What is asked:
1/ According to the tractor repair thread, what was partly plugging the suction fitting?
2/ Continue the tractor repair thread from the point where it stops.

Excerpt:
## begin
I had the filter out, had some pieces of the piston seal in it, BUT, this the original problem the tractor came to me for in the first place. So, if I remove the suction line from the tranny, how much ol am going to loose ? will take it apart tommorrow..........


----------



## HarveyW (Sep 15, 2014)

You will have to drain the fluid first, as the suction connection is low on the reservoir. You will lose almost all of the fluid.


----------



## larryreyer (Jun 18, 2020)

will do that today, thanks


----------



## larryreyer (Jun 18, 2020)

larryreyer said:


> will do that today, thanks


----------



## larryreyer (Jun 18, 2020)

got about 6 gal of oil, suction fitting was 1/2 plugged with gasket material, likley from shift cover gasket. till I find another cause, I'll assume this is the problem.... so, also this tractor needs a clutch,(if the owner OK's it). Question, I have split bigger tractors before,,,,,,,,, so, how far will this one have to separate, ? and how do I do the front wheel assist shaft ?..........thaks


----------



## larryreyer (Jun 18, 2020)
## end
Material shown:
## begin
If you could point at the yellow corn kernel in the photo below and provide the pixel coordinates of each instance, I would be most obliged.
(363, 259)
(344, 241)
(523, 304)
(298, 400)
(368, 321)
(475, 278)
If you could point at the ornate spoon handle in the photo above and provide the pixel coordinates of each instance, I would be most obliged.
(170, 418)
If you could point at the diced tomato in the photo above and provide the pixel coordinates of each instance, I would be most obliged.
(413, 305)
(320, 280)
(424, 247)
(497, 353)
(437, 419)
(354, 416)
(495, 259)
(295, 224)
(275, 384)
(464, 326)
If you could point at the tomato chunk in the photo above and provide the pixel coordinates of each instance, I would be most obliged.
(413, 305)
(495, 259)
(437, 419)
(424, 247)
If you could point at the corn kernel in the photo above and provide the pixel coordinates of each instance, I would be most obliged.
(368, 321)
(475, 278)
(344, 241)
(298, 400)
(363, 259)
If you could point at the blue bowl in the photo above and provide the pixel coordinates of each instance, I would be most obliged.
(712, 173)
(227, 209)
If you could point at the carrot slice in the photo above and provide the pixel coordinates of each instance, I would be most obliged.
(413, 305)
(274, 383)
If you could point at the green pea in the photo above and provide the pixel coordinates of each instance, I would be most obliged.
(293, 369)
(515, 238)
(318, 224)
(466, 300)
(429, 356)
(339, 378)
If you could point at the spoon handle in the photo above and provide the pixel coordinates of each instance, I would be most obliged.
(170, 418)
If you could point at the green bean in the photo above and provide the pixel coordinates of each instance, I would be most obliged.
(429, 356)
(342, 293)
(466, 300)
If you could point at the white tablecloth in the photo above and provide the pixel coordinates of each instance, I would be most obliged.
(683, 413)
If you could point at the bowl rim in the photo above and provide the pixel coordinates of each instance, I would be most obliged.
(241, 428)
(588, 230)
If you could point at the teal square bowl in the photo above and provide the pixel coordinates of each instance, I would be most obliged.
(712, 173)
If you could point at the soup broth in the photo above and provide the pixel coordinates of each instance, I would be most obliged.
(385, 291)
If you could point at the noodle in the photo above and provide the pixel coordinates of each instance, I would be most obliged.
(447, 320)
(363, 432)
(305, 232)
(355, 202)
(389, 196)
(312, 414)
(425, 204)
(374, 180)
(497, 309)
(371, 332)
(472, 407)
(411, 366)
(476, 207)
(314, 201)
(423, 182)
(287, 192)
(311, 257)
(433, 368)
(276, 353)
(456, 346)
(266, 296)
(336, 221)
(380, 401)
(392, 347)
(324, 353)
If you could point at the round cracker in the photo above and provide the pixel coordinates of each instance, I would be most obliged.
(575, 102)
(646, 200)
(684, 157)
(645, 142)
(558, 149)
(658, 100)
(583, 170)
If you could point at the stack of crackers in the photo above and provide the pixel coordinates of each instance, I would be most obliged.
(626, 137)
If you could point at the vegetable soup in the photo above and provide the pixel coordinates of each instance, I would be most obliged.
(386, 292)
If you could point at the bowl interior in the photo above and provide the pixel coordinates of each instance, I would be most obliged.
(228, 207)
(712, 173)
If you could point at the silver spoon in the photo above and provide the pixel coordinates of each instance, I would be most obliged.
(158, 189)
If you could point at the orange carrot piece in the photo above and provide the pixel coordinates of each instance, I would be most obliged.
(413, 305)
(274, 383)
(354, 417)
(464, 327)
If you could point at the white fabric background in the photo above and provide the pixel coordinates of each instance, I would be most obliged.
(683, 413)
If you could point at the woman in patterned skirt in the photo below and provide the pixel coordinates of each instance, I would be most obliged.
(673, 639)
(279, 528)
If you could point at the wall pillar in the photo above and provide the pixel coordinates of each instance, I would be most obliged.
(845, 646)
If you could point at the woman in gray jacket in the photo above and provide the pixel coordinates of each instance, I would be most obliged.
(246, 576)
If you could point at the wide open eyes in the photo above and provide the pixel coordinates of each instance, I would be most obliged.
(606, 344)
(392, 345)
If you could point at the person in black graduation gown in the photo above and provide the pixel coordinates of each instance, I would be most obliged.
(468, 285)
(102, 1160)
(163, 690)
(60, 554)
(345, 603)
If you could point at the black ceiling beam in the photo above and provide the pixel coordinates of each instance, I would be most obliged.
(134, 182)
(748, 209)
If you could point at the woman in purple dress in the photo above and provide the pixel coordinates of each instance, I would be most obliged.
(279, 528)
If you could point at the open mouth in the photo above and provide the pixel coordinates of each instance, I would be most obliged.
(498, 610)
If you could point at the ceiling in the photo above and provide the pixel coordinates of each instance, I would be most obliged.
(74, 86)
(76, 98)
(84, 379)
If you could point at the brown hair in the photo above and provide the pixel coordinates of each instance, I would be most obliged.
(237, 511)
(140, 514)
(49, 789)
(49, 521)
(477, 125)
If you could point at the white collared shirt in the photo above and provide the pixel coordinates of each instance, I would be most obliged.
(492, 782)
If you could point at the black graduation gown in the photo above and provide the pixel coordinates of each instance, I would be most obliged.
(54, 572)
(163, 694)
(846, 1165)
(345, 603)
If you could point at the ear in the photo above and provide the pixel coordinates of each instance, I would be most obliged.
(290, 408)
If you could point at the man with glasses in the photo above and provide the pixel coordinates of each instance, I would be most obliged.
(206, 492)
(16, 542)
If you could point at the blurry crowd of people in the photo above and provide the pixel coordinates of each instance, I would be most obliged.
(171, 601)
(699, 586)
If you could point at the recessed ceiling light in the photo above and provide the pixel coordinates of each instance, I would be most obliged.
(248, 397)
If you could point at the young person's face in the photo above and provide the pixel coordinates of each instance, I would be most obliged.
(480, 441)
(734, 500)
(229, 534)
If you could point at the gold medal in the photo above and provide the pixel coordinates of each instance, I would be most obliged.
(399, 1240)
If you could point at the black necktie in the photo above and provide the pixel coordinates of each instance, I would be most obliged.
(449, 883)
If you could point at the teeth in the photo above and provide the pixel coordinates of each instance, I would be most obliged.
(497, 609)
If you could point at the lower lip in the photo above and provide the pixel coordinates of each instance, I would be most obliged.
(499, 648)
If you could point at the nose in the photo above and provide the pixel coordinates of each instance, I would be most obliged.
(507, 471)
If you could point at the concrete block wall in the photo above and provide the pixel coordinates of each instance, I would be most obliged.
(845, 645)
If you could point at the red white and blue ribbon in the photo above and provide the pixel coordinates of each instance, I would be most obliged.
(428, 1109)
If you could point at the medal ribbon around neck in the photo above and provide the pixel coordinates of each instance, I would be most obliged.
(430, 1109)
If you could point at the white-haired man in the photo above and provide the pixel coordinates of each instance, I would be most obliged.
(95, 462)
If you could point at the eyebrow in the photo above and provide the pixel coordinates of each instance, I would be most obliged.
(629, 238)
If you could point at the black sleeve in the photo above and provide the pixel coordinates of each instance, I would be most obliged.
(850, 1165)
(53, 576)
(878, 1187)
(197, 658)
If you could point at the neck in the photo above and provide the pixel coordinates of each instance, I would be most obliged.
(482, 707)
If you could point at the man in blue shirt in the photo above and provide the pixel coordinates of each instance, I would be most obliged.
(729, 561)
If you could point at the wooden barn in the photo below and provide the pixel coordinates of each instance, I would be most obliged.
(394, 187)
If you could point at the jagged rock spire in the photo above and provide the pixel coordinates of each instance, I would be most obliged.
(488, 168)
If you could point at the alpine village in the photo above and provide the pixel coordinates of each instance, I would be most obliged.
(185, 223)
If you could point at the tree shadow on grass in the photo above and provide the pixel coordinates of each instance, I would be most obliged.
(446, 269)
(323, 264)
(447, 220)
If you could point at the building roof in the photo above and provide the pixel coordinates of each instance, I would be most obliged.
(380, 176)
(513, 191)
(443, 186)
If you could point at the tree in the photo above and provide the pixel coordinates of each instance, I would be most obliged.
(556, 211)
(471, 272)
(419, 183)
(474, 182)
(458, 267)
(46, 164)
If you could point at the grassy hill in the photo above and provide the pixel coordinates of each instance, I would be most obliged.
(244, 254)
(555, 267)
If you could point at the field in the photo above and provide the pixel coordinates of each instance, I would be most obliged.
## end
Exercise answers:
1/ Gasket material, likely from the shift cover gasket.

2/
larryreyer said:


> got about 6 gal of oil, suction fitting was 1/2 plugged with gasket material, likley from shift cover gasket. till I find another cause, I'll assume this is the problem.... so, also this tractor needs a clutch,(if the owner OK's it). Question, I have split bigger tractors before,,,,,,,,, so, how far will this one have to separate, ? and how do I do the front wheel assist shaft ?..........thaks





larryreyer said:


> got about 6 gal of oil, suction fitting was 1/2 plugged with gasket material, likley from shift cover gasket. till I find another cause, I'll assume this is the problem.... so, also this tractor needs a clutch,(if the owner OK's it). Question, I have split bigger tractors before,,,,,,,,, so, how far will this one have to separate, ? and how do I do the front wheel assist shaft ?..........thaks


----------



## larryreyer (Jun 18, 2020)

got the ford back together... new clutch.... hyd system, .everything worked perfect for about 1/2 hour, the all hyd.s quit. back the garage it started lifting againn, only for a couple minutes,,, tiil it got hot again (?) now what ?


----------



## larryreyer (Jun 18, 2020)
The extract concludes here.